● Exercise description
If a record holds a picture, leave the picture out and repeat everything else exactly.

● Material shown

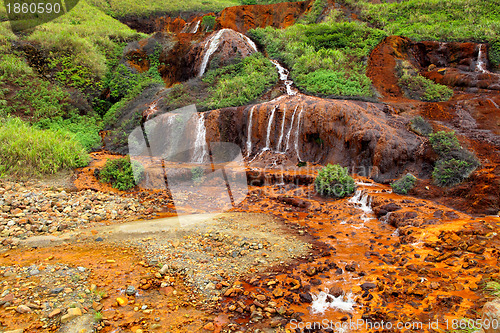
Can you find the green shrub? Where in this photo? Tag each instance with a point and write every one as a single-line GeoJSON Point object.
{"type": "Point", "coordinates": [327, 58]}
{"type": "Point", "coordinates": [452, 171]}
{"type": "Point", "coordinates": [444, 142]}
{"type": "Point", "coordinates": [455, 163]}
{"type": "Point", "coordinates": [334, 181]}
{"type": "Point", "coordinates": [240, 83]}
{"type": "Point", "coordinates": [404, 184]}
{"type": "Point", "coordinates": [120, 173]}
{"type": "Point", "coordinates": [83, 129]}
{"type": "Point", "coordinates": [493, 287]}
{"type": "Point", "coordinates": [208, 22]}
{"type": "Point", "coordinates": [28, 151]}
{"type": "Point", "coordinates": [495, 53]}
{"type": "Point", "coordinates": [420, 126]}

● Exercise answer
Can you find the green shrub? Where in this photo? Tag each instance with a point and write every one as a single-line GeoJSON Point object.
{"type": "Point", "coordinates": [327, 58]}
{"type": "Point", "coordinates": [452, 171]}
{"type": "Point", "coordinates": [444, 142]}
{"type": "Point", "coordinates": [455, 163]}
{"type": "Point", "coordinates": [334, 181]}
{"type": "Point", "coordinates": [240, 83]}
{"type": "Point", "coordinates": [404, 184]}
{"type": "Point", "coordinates": [120, 173]}
{"type": "Point", "coordinates": [83, 129]}
{"type": "Point", "coordinates": [493, 287]}
{"type": "Point", "coordinates": [208, 22]}
{"type": "Point", "coordinates": [28, 151]}
{"type": "Point", "coordinates": [495, 53]}
{"type": "Point", "coordinates": [420, 126]}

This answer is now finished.